━━━ Given entries ━━━
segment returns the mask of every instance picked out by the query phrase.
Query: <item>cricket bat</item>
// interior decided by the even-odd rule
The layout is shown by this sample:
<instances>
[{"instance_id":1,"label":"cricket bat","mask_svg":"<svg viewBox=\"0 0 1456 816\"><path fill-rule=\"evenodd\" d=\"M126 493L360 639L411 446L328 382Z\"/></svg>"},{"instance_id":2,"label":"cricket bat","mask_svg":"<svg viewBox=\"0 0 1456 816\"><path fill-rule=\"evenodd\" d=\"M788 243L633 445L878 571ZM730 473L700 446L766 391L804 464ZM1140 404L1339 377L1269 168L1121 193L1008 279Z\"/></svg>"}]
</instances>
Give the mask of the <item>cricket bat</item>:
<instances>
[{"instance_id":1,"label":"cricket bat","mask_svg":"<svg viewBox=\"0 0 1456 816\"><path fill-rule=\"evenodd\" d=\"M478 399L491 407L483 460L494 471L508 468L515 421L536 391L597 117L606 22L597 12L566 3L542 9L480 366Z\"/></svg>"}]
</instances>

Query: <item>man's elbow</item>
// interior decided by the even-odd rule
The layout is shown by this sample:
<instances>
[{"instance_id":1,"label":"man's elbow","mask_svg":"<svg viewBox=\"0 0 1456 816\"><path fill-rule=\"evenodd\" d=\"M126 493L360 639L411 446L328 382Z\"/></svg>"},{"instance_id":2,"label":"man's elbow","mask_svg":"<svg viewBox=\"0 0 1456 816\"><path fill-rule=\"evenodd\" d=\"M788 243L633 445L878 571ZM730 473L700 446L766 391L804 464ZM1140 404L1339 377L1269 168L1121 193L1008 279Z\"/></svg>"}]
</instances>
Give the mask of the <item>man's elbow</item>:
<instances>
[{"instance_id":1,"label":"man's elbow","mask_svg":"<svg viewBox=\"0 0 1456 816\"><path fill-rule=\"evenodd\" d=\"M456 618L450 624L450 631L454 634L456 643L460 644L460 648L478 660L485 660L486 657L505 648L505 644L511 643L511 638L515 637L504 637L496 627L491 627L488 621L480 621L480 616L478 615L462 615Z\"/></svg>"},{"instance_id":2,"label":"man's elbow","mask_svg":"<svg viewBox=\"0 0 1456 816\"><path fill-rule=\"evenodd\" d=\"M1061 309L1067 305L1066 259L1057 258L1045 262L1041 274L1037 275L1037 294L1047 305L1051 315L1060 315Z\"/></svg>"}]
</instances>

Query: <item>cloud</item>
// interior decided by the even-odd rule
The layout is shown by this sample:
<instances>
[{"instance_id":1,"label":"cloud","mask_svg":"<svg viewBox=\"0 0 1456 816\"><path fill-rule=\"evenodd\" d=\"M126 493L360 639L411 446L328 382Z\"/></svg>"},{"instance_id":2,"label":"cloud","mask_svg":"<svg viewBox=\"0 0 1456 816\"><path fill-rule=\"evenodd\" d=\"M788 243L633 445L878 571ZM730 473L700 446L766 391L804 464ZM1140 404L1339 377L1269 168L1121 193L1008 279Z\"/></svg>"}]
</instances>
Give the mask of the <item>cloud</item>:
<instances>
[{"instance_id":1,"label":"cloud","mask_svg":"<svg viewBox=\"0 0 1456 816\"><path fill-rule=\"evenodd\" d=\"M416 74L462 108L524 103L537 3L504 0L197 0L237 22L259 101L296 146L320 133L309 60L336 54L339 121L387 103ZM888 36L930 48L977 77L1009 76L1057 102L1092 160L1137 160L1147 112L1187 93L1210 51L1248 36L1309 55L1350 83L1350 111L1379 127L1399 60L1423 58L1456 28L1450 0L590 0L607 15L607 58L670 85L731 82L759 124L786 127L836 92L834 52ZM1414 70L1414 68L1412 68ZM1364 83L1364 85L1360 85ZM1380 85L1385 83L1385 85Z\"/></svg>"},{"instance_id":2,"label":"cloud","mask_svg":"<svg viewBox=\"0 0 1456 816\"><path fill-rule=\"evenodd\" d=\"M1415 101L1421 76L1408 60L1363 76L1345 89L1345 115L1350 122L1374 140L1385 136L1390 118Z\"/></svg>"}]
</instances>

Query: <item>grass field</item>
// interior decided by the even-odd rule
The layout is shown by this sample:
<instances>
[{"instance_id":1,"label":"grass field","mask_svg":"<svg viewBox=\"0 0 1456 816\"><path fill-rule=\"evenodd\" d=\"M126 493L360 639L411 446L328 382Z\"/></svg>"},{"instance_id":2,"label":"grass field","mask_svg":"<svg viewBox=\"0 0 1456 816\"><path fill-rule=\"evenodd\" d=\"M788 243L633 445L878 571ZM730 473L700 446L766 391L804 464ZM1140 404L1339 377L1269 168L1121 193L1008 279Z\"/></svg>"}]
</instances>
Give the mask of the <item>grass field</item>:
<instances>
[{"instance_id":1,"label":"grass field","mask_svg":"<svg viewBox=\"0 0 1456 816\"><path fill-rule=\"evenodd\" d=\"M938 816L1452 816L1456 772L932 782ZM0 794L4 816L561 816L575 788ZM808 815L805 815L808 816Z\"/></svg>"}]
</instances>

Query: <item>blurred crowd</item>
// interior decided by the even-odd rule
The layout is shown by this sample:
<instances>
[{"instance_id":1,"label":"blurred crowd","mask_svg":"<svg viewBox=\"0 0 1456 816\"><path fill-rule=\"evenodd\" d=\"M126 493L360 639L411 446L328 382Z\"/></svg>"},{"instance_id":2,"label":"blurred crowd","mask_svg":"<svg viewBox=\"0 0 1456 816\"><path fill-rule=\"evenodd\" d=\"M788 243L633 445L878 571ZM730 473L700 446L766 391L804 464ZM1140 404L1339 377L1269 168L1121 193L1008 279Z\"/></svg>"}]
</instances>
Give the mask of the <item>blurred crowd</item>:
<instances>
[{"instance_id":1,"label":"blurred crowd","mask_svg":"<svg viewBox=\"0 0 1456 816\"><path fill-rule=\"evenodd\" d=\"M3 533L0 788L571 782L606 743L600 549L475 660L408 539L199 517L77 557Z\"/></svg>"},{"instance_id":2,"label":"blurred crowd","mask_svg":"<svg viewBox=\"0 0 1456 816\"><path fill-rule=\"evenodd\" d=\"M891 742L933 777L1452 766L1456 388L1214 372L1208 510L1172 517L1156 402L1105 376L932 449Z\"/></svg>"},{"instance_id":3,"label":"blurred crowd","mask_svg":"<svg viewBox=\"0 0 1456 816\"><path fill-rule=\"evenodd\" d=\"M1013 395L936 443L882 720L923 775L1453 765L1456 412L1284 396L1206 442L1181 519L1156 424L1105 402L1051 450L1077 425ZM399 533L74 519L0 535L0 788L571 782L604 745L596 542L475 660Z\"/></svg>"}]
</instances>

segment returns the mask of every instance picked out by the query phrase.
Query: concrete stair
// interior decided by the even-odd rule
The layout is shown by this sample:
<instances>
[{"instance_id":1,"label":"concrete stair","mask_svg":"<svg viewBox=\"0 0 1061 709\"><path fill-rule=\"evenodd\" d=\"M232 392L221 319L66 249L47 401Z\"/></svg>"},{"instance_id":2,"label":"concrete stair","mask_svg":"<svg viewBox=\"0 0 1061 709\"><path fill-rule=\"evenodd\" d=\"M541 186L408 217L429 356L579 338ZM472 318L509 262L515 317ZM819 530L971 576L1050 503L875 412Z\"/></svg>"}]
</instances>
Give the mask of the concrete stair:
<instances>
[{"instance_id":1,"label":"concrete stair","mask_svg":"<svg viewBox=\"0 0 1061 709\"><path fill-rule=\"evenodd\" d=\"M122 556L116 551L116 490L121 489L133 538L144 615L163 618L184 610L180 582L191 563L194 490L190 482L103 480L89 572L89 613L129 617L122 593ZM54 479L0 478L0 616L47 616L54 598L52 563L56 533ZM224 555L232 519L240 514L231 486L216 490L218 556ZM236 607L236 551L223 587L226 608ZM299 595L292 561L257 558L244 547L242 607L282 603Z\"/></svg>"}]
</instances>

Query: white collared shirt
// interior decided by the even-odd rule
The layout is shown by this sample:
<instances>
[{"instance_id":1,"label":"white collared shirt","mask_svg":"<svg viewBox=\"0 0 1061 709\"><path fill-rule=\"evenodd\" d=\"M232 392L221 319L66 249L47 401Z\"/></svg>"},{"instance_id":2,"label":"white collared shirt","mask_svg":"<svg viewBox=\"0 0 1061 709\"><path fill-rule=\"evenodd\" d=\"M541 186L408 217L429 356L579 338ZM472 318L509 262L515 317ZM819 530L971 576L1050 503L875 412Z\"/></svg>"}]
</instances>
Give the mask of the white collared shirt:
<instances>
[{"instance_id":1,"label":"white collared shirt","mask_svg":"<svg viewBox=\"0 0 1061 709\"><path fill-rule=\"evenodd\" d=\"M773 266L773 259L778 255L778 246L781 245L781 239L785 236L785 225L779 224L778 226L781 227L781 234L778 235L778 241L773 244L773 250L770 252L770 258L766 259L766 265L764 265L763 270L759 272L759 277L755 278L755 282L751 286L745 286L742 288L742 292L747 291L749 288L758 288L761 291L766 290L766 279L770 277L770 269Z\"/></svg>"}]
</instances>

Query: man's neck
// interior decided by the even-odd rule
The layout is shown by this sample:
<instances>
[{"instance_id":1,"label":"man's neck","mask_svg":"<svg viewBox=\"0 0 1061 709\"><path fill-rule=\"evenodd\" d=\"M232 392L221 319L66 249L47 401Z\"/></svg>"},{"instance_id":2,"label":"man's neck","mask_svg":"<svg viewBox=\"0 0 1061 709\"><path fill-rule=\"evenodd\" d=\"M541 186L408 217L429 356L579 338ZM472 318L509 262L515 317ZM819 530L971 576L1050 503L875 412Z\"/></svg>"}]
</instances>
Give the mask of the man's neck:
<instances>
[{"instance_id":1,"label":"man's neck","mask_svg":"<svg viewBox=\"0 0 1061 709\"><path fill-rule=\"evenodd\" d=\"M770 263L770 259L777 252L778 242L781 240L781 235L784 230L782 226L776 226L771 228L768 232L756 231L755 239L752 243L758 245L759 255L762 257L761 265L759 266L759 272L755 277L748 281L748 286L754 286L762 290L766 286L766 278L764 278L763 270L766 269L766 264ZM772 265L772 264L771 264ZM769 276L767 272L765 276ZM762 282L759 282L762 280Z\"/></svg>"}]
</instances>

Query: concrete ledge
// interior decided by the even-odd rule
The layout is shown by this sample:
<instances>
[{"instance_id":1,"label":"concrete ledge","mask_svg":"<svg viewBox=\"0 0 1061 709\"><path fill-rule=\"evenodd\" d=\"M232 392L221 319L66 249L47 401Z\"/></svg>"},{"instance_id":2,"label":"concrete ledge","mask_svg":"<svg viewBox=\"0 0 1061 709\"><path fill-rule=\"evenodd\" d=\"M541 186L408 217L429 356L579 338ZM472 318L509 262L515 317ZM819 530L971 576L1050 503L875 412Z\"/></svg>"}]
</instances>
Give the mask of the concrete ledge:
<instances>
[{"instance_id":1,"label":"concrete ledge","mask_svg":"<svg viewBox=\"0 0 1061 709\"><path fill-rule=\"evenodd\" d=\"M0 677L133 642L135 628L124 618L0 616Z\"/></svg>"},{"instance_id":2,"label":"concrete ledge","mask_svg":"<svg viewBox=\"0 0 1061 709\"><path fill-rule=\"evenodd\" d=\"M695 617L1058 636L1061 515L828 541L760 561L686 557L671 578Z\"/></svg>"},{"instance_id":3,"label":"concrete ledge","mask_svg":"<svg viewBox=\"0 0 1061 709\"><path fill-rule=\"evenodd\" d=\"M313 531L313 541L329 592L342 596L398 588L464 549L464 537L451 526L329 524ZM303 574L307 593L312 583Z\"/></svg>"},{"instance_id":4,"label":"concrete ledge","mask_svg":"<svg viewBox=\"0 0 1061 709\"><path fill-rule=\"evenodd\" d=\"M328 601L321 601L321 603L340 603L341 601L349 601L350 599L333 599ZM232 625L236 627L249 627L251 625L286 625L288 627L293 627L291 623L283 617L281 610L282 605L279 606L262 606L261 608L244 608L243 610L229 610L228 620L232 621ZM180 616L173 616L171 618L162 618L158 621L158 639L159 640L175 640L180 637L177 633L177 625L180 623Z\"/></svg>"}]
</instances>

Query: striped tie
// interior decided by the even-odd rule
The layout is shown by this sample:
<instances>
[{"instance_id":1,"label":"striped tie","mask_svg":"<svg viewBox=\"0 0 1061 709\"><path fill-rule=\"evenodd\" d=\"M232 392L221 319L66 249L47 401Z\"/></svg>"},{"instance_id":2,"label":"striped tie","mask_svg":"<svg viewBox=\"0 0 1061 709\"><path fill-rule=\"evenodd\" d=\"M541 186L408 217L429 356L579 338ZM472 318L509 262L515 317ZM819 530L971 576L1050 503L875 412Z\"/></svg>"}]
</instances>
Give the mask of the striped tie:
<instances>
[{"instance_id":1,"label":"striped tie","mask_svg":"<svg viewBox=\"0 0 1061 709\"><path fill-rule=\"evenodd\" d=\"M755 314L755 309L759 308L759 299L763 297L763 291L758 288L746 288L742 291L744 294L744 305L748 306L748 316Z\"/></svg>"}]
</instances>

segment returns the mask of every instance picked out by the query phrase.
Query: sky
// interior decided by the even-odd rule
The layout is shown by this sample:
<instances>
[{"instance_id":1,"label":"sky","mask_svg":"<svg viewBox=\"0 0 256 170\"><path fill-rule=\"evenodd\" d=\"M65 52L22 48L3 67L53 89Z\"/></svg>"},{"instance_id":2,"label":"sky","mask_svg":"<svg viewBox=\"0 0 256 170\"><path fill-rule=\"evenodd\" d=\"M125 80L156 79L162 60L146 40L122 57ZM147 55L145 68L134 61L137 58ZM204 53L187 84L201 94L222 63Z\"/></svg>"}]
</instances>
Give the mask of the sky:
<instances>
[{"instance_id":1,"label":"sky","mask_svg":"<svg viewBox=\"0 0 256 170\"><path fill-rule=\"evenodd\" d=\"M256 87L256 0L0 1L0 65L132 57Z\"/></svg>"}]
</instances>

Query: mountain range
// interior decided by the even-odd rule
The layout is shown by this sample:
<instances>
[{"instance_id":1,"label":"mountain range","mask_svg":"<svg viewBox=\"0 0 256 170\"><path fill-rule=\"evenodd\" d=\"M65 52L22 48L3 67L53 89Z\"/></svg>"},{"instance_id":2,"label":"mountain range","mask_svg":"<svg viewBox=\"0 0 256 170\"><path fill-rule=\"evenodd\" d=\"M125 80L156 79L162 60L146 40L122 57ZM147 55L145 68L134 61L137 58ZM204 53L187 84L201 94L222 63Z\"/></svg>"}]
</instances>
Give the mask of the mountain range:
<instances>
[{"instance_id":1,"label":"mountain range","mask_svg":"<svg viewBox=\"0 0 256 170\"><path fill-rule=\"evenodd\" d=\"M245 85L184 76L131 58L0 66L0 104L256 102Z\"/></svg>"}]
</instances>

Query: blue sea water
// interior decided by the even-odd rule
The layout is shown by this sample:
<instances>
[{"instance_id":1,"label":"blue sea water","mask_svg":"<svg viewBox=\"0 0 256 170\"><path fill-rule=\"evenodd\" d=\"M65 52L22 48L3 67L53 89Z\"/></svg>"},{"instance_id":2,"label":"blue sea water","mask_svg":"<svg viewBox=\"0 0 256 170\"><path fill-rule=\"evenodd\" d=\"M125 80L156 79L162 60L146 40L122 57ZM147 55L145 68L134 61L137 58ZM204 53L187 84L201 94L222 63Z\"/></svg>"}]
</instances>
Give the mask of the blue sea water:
━━━
**Given problem**
Write out, word for word, every line from the one containing "Query: mountain range" through the last line of the records above.

**Exercise answer**
Query: mountain range
// interior decided by the even-odd rule
The layout is shown by this sample:
<instances>
[{"instance_id":1,"label":"mountain range","mask_svg":"<svg viewBox=\"0 0 256 170\"><path fill-rule=\"evenodd\" d=\"M65 52L22 48L3 67L53 89Z\"/></svg>"},{"instance_id":2,"label":"mountain range","mask_svg":"<svg viewBox=\"0 0 256 170\"><path fill-rule=\"evenodd\" d=\"M125 80L156 79L162 60L146 40L122 57ZM147 55L145 68L134 61L137 58ZM204 53L187 84L201 94L222 63Z\"/></svg>"}]
</instances>
Give the mask of the mountain range:
<instances>
[{"instance_id":1,"label":"mountain range","mask_svg":"<svg viewBox=\"0 0 256 170\"><path fill-rule=\"evenodd\" d=\"M245 85L184 76L131 58L0 66L0 104L256 102Z\"/></svg>"}]
</instances>

Query: blue sea water
// interior decided by the even-odd rule
The layout is shown by this sample:
<instances>
[{"instance_id":1,"label":"blue sea water","mask_svg":"<svg viewBox=\"0 0 256 170\"><path fill-rule=\"evenodd\" d=\"M65 52L22 48L3 67L53 89Z\"/></svg>"},{"instance_id":2,"label":"blue sea water","mask_svg":"<svg viewBox=\"0 0 256 170\"><path fill-rule=\"evenodd\" d=\"M125 80L156 79L162 60L146 40L122 57ZM147 55L145 68L134 61L137 58ZM204 53L187 84L201 94L222 63Z\"/></svg>"}]
</instances>
Give the mask of the blue sea water:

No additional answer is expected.